From the piece on sidewalk planning along SW Capitol Hill Road, give the passage again starting with "[April 25, 2024]" and going on through "so many gaps.", but swap "city government" for "municipal government".

**Text segment**.
[start]

[April 25, 2024]
Submitted by Don Baack
As our city government reorganizes itself to operate more efficiently, there has been a lot of talk this past couple of years about silos. Bureaus as silos, silos within bureaus. But what’s happening right now on SW Capitol Hill Road compounds silos to a new level of inefficiency. It also illustrates how the piecemeal way sidewalks get built in the southwest results in so many gaps.
The simple outline of the story goes like this.
Hi-LO Trail
A few years ago, SWTrails successfully lobbied state representatives Senator Wagner and Congresswoman Salinas to fund a new trail, the Hillsdale to Lake Oswego (Hi-LO) trail. The Hi-LO happens to include a segment along SW Capitol Hill Rd between 19th Ave and Nevada Court. Capitol Hill Road is a busy neighborhood collector in the Hillsdale Town Center. State funds came through in 2021, and Portland Bureau of Transportation (PBOT) planners were tasked with designing the new sidewalk segment. The planners decided it would sit on the east/south side of Capitol Hill Road.
Habitat for Humanity
Meanwhile, north of Nevada Court, Habitat for Humanity acquired, also with state funding, a parcel of land from the Greater Portland Bible Church. The land has about 400 feet of frontage on the west side of SW Capitol Hill Road. Habitat proposes to build 52 housing units on the parcel. City regulations call for a developer to build frontage improvements like sidewalks and bicycle lanes when new facilities are built and the Development Review desk within PBOT oversees those right-of-way requirements.
But rather than requiring sidewalk and bike facilities that could possibly connect to PBOT’s work being done to the south, Development Review proposed a walking and bicycle path along private, Habitat for Humanity property—30 vertical feet above the street! The proposed path would dead-end about 300 feet north of the existing Nevada Court right-of-way. In other words, Development Review proposed a path which is up a steep hill, above the roadway, and does not connect to anything.

[end]

**Stored data**.
[start]

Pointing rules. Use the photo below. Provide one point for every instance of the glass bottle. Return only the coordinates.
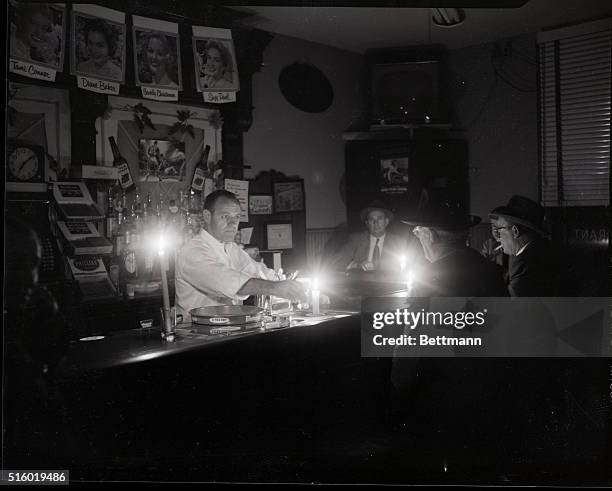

[end]

**Final result**.
[April 25, 2024]
Submitted by Don Baack
As our municipal government reorganizes itself to operate more efficiently, there has been a lot of talk this past couple of years about silos. Bureaus as silos, silos within bureaus. But what’s happening right now on SW Capitol Hill Road compounds silos to a new level of inefficiency. It also illustrates how the piecemeal way sidewalks get built in the southwest results in so many gaps.